■ TASK INPUT:

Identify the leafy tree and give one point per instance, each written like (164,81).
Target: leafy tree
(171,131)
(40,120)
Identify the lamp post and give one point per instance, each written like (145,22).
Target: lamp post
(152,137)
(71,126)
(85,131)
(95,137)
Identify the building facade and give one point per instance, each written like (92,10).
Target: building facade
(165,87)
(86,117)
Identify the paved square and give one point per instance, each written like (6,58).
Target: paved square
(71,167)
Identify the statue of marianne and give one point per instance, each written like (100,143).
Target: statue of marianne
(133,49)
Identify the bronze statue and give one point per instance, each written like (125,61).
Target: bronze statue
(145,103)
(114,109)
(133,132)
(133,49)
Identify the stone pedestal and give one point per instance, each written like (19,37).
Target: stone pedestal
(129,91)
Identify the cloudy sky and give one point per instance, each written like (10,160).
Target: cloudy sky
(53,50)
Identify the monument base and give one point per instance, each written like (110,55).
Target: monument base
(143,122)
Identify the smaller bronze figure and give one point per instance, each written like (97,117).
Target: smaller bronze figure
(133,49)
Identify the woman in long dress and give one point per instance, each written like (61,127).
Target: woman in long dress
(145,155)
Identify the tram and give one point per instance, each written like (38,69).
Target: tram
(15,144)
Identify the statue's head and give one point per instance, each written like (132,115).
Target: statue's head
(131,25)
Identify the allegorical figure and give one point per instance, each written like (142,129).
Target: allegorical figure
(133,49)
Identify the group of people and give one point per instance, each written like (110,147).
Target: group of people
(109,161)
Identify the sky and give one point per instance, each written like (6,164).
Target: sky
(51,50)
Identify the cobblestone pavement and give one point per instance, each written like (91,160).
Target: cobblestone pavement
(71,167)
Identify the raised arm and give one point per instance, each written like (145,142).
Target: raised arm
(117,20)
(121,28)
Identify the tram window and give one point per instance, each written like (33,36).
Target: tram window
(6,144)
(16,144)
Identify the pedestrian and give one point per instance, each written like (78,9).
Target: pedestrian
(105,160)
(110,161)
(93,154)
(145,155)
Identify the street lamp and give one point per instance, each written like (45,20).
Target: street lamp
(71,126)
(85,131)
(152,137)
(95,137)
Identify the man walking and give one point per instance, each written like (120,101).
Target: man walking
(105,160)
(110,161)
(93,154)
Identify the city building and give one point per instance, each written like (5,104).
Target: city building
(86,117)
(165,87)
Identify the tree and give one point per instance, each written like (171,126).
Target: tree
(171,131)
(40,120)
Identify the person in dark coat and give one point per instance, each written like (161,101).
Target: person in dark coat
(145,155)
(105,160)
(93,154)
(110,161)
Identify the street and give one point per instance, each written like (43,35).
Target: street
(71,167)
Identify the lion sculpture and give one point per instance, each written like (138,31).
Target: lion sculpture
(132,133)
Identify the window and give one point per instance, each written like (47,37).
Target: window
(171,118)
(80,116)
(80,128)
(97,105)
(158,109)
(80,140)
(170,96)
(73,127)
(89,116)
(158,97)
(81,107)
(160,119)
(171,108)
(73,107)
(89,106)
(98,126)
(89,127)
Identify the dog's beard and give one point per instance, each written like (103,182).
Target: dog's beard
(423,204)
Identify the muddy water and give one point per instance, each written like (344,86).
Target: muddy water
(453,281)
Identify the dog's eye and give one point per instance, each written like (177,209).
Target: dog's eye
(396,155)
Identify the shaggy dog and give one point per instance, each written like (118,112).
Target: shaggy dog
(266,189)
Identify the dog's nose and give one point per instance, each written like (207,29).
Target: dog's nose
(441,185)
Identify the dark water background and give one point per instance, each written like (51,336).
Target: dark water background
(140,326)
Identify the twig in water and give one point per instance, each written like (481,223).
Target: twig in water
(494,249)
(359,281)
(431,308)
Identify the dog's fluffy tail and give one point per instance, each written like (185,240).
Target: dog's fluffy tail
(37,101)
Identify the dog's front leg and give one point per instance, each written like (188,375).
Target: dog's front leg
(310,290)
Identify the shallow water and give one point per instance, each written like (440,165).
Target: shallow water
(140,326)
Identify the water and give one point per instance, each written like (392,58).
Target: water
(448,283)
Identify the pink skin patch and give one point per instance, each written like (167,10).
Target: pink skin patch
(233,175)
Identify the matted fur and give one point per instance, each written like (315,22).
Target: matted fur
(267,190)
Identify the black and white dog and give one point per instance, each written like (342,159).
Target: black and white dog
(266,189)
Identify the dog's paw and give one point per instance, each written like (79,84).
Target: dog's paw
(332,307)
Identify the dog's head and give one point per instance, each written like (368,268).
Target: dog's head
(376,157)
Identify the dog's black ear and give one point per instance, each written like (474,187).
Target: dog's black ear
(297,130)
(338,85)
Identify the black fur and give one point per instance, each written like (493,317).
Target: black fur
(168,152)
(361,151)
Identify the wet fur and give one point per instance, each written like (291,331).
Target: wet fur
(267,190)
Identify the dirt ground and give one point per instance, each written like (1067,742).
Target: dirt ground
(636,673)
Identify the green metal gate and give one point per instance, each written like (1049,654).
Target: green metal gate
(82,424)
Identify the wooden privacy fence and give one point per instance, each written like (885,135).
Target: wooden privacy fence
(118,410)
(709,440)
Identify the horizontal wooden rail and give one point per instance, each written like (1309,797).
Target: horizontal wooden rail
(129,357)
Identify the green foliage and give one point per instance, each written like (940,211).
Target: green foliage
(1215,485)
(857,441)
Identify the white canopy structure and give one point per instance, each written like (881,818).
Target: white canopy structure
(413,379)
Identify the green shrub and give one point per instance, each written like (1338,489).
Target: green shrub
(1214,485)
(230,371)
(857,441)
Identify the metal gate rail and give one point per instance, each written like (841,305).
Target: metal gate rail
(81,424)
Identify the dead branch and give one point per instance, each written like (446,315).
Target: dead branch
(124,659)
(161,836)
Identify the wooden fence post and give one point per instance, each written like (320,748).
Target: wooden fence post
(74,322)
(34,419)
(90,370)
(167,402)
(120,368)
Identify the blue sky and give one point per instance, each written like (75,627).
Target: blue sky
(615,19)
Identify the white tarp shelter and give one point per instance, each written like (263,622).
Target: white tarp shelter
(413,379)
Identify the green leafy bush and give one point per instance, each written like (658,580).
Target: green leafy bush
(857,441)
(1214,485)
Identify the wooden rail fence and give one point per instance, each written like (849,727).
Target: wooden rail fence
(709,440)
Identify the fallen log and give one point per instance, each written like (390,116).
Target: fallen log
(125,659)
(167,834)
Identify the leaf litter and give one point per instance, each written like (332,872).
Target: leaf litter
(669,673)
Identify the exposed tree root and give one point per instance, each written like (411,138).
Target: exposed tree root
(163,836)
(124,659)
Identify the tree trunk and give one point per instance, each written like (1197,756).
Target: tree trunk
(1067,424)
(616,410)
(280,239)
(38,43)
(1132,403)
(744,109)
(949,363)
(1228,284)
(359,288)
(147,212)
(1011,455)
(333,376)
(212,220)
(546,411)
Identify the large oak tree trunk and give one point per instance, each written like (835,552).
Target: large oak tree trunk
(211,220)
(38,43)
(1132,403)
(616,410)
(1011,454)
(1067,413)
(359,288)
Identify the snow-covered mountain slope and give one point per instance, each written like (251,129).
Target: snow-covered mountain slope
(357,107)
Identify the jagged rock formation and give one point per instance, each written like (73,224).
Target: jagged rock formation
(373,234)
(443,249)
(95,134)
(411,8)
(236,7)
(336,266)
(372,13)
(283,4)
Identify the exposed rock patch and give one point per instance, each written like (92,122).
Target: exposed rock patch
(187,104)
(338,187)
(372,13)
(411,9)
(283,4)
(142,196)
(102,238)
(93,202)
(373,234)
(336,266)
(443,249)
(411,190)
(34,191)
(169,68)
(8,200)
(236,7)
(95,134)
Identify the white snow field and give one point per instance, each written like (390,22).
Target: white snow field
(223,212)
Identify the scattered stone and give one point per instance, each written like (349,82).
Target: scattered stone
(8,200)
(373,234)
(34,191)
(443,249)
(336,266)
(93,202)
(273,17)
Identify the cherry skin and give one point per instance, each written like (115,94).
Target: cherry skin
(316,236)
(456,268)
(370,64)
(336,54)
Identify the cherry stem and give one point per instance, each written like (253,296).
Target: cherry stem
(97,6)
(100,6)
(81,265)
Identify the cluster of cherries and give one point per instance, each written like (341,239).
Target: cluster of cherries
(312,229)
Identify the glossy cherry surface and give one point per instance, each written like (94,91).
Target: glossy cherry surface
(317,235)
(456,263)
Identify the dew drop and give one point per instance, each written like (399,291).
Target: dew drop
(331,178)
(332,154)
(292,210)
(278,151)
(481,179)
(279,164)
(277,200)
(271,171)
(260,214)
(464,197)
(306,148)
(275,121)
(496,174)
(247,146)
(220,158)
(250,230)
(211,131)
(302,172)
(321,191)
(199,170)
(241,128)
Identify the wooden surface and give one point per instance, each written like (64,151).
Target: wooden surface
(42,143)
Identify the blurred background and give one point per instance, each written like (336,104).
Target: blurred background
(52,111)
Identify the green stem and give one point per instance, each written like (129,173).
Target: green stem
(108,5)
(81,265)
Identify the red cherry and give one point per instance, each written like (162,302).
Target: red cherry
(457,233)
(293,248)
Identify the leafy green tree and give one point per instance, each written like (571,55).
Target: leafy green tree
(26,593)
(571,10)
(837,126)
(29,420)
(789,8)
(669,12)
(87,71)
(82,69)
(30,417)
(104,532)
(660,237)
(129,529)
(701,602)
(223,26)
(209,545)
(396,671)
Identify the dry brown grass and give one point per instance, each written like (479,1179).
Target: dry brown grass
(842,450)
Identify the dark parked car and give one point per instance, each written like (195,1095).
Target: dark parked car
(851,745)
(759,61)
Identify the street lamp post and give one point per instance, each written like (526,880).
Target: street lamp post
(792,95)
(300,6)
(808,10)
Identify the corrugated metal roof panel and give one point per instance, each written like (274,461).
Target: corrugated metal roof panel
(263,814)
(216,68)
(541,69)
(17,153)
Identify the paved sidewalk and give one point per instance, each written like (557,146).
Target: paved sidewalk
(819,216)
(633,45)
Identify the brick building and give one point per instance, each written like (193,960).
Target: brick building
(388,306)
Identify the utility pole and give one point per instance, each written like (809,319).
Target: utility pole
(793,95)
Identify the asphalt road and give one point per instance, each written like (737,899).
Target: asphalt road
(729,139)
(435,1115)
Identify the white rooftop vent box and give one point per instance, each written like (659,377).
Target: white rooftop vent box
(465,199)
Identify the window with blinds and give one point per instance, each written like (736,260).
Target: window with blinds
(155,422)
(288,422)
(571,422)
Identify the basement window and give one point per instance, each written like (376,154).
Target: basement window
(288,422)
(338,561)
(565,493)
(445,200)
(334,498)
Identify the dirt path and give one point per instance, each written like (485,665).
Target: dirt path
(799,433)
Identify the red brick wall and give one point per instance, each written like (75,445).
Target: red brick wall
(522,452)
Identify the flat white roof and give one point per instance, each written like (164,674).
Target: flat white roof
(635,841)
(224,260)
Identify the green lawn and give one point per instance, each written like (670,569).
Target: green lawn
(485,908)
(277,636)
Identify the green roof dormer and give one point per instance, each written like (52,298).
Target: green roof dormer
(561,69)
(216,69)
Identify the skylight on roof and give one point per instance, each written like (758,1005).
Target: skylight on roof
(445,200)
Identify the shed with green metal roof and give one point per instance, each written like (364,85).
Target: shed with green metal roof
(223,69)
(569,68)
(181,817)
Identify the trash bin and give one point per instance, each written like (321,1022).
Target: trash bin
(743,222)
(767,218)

■ PROBLEM TO WORK ON: If a line comes after the one with "Identify the lamp", leave it out; reproduce exactly every line of the material from the first up to and including that one.

■ REPLY:
Identify the leafy tree and give one point per instance, each written like (164,81).
Target: leafy tree
(171,131)
(40,120)
Identify the lamp post and give one point per instance, each written like (145,22).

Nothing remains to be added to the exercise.